Collected data entries:

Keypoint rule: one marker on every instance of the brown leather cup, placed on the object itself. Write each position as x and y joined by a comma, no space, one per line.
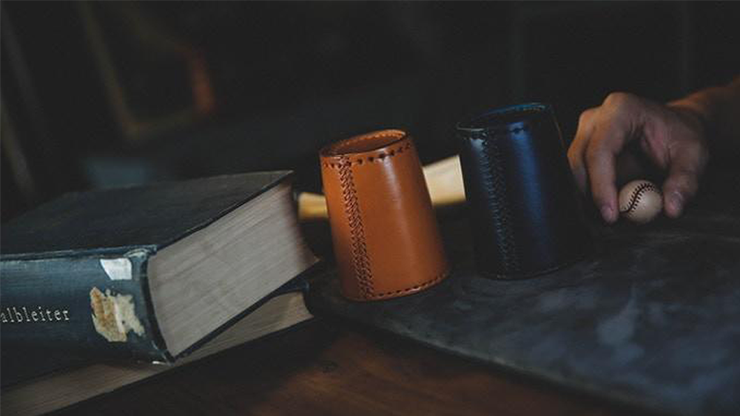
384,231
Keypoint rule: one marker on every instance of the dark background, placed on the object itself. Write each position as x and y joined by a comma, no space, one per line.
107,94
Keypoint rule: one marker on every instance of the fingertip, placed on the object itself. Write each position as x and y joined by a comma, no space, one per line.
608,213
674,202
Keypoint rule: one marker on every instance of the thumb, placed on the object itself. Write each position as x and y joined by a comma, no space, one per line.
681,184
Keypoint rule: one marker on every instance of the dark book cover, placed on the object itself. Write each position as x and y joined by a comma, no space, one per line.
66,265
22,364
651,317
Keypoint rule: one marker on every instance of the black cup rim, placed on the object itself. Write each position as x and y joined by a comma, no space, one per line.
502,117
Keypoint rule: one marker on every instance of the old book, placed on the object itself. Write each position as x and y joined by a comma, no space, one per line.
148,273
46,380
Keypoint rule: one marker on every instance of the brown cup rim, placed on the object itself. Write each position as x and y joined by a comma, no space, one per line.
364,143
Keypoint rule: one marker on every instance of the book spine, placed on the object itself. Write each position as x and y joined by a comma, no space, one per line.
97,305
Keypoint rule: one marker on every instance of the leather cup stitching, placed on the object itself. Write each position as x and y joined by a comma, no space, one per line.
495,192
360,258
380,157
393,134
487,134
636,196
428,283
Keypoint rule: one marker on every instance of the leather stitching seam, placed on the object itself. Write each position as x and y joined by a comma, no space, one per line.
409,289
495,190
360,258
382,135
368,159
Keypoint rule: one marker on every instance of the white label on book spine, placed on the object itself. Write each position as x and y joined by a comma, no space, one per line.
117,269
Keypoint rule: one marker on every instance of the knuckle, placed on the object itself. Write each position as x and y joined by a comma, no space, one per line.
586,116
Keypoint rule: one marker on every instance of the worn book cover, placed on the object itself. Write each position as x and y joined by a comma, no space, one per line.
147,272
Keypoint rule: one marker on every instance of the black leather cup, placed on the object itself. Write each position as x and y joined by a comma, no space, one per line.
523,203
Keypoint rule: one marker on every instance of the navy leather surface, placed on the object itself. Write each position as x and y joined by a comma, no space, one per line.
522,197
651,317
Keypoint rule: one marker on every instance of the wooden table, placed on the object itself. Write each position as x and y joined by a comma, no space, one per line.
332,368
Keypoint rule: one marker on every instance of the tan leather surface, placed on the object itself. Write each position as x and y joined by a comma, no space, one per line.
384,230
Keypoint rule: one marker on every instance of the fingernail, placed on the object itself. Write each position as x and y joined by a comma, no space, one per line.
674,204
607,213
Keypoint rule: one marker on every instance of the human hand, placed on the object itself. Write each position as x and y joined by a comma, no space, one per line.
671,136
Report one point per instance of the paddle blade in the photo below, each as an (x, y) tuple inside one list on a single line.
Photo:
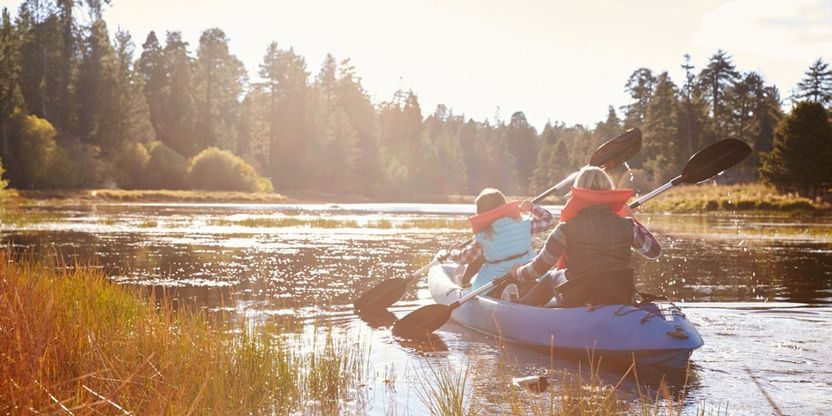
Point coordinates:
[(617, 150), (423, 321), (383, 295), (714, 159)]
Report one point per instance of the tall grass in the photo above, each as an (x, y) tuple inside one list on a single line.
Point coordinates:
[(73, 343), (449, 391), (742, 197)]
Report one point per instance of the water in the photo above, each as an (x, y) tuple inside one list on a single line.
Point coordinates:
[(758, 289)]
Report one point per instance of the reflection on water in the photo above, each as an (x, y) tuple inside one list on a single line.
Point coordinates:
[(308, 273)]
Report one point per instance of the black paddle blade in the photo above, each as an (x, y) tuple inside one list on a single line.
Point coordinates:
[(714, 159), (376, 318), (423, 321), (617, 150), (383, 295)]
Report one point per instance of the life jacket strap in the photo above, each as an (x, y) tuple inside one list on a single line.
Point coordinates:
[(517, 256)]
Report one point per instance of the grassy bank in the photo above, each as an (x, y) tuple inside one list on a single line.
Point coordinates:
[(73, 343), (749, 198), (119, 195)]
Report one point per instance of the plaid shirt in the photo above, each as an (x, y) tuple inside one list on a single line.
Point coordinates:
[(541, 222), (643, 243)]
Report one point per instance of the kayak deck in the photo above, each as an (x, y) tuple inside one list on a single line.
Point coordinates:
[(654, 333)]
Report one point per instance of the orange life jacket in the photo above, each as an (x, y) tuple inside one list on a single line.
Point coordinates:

Your goal: What you return must match the records letter for letter, except that the pictures stay out.

Task output:
Keypoint rule: one marker on every instance of the brown leather cup, placed on the object itself. Write each position as x and y joined by a comma, no space, one per line.
384,231
Keypoint rule: one marker on every instance of the dark background, placed on the object itself. Write each position as x and y joined by a comma, no space, one per line.
107,94
Keypoint rule: one marker on every instance of the fingertip, placed on the object itself. Write each position as x and y joined by a comma, no space, one per line.
608,213
674,202
Keypoint rule: one marker on every instance of the thumb, placed on the object itself. Write each position as x and y joined by a comma, no space, one per line.
681,184
Keypoint rule: one marker on every instance of the dark book cover, placed on the object itself. Write each position as x and y joined by a comma, no space, one per line.
66,265
22,364
651,317
Keypoint rule: one marker on every instance of the black cup rim, placed on the object itself. Write each position as x and y joined by a comma, no space, one per line.
502,117
Keypoint rule: one marker on every instance of the old book, placed on the object itself. Write each position as x and y joined by a comma, no space, one per line.
148,273
46,380
Keypoint rule: one marker on every instance of the brown cup rim, placed on the object itself. Write each position as x and y joined by a comma, no space, one per line.
364,143
Keypoint rule: one marker on every instance of the book spine, placed on the object itself. Write each position as x and y joined by a comma, no space, one per line.
97,305
Keypoint rule: one marker on every instance of the leather cup stitching, placed on the object itself. Write each position as x and y joined by a comma, no space, one per line.
495,192
360,258
380,157
393,134
487,134
636,196
428,283
Keypoint rule: one marker on every instance of the leather stitching seam, placed on the object itself. Write each position as x and y joined by a comma, no space, one per line.
409,289
495,190
360,258
382,135
368,159
Keypoint rule: one marker on every instance of the white label on book spine, placed on the object itself. Write each position as x and y joined by a comma, no space, one per line.
117,269
Keypoint rule: one marker on every instance of the knuckle, placed on the object itself. Write each position as x and y joined by a comma, no space, one per line.
586,116
Keypoint rule: one marker on every instance of the worn book cover, placed on the object itself. Write each position as x and y joined by a comma, no space, one per line.
147,272
Keypoint rule: one marker on every instance of the black leather cup, placed on the object itself. Write each position as x and y joined by a comma, no space, one per line.
523,203
Keypoint rule: one marker on every instance of the navy leather surface, placed on the object itself. Write each position as x and y joined by a comma, no space, one per line.
522,197
651,317
Keypoint rule: one marker on every instance of the wooden table, placed on the object itself. Write each position as x and y joined by a comma, no space, one per line.
332,368
Keypoint rule: one marker on every instance of the tan leather surface, placed on the object itself. Write each position as x and y joined by a comma, no space, one per line.
384,230
Keypoint rule: one marker on every instance of the fingernail, placed on the object itself. Write each position as x and y joined by a comma, no space, one per line.
674,204
607,213
Keypoint rule: one marker on every instance of the human hand, placed on the object itself. Write each position as x and y joined by a comma, no space, one per line.
671,136
Report one point per instance of the paddle blade in the photo below, each as an (x, y) tuple inside one list on a single line.
Photo:
Point coordinates:
[(617, 150), (423, 321), (383, 295), (714, 159)]
Report one point per instance of the tall grass in the photo above, each as an (x, y) tuple inside one list on a single line.
Point coordinates:
[(73, 343), (449, 391), (742, 197)]
Report one point per instance of the water in the photo above, each as an (x, y) tuple inside one list on a single line.
Point coordinates:
[(758, 289)]
Report one point per instance of the reflection on water in the photo above, each as an (x, y) tuple inside one list on a single line.
Point coordinates:
[(308, 273)]
Report one point per instance of the black paddle blade in the photo above, each as an (x, y) tuple inside one list on a single line.
Point coordinates:
[(714, 159), (376, 318), (423, 321), (617, 150), (383, 295)]
Report one point per instance of the life jacket strap in the photo above, each as an (x, y) tuple inside one list on a single line.
Point coordinates:
[(517, 256)]
Report one point per instance of the grassy bank in the photo above, each as an (x, y) tuple inside one list on a single line.
Point coordinates:
[(73, 343), (749, 198), (119, 195)]
Report one point per instance of the plaid shirt in the photo above, each as an (x, y) tuple inside one list on a single line.
Point coordinates:
[(541, 222), (643, 243)]
Report one point per instance of the kayak deck in the photo above, each as an (x, y) tuple inside one list on a single line.
Point coordinates:
[(654, 333)]
Report one point per instance of the orange life jacket in the photo above, each as an (x, y) tuple inside one list on a single line.
Point coordinates:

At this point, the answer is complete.